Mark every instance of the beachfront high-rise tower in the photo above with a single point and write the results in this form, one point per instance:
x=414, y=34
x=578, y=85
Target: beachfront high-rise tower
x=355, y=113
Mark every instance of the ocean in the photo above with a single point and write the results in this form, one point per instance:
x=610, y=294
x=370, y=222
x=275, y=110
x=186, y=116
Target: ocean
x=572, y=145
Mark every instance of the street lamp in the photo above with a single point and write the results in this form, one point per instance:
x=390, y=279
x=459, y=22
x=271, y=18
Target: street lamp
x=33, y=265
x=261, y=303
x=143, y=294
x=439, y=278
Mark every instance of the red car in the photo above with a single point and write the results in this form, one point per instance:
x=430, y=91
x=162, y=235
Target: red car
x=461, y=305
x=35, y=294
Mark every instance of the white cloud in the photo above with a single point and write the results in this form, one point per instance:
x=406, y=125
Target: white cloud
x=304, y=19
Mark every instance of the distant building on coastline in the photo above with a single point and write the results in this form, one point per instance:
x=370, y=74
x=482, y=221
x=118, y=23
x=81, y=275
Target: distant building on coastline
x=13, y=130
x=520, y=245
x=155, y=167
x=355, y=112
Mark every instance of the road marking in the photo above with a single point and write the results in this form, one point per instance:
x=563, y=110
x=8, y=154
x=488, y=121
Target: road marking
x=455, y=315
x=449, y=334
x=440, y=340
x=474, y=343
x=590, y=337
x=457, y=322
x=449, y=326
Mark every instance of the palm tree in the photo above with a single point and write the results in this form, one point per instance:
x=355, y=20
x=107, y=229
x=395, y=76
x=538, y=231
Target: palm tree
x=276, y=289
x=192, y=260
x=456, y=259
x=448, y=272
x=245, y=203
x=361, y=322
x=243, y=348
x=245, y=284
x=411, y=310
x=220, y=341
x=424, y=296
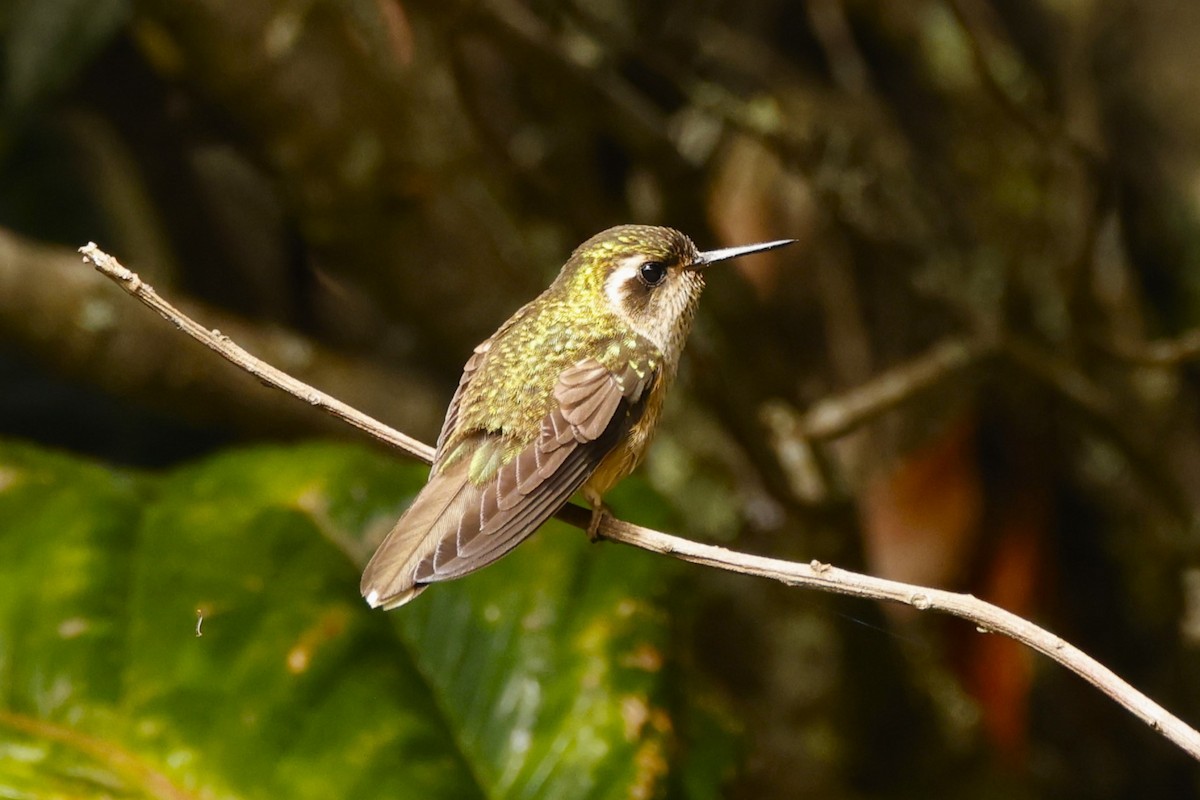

**Problem to work on:** The material above must be set down word for word, with no picture carried over.

**Task result:**
Mark every instance of the beachfront high-rise tower in the photo above with a single point and write the results in this form, one point per instance:
x=414, y=34
x=578, y=85
Target: beachfront high-rise tower
x=355, y=113
Mark every instance of the ocean in the photo above with a single point and write the results in this form, one point per instance:
x=610, y=294
x=370, y=222
x=275, y=110
x=186, y=116
Target: ocean
x=572, y=145
Mark every instance of the street lamp in the photo above with a single point and write the results in this form, one point per instance:
x=390, y=279
x=459, y=22
x=271, y=18
Target: street lamp
x=33, y=265
x=261, y=303
x=143, y=294
x=439, y=278
Mark every instance of the red car in the photo above with a single point and write the results in this form, one point per instance:
x=430, y=91
x=162, y=235
Target: red car
x=461, y=305
x=35, y=294
Mark every instance of the white cloud in the photo above with a single point and write the results in this form, one point per instance:
x=406, y=125
Target: white cloud
x=304, y=19
Mark every instance of the distant building on coastline in the photo above with a single point and write the results in this form, one point per instance:
x=370, y=74
x=482, y=221
x=118, y=23
x=81, y=275
Target: distant building on coastline
x=13, y=130
x=520, y=245
x=155, y=167
x=355, y=112
Mark every instance of the road marking in the photo above with a single point and write the results in this form, one point per instance:
x=563, y=110
x=8, y=154
x=488, y=121
Target: road marking
x=455, y=315
x=449, y=334
x=440, y=340
x=474, y=343
x=590, y=337
x=457, y=322
x=449, y=326
Mark every instance of the palm tree in the photo above with a single point and write the results in this form, one point per instance:
x=355, y=20
x=107, y=229
x=395, y=76
x=538, y=231
Target: palm tree
x=276, y=289
x=192, y=260
x=456, y=259
x=448, y=272
x=245, y=203
x=361, y=322
x=243, y=348
x=245, y=284
x=411, y=310
x=220, y=341
x=424, y=296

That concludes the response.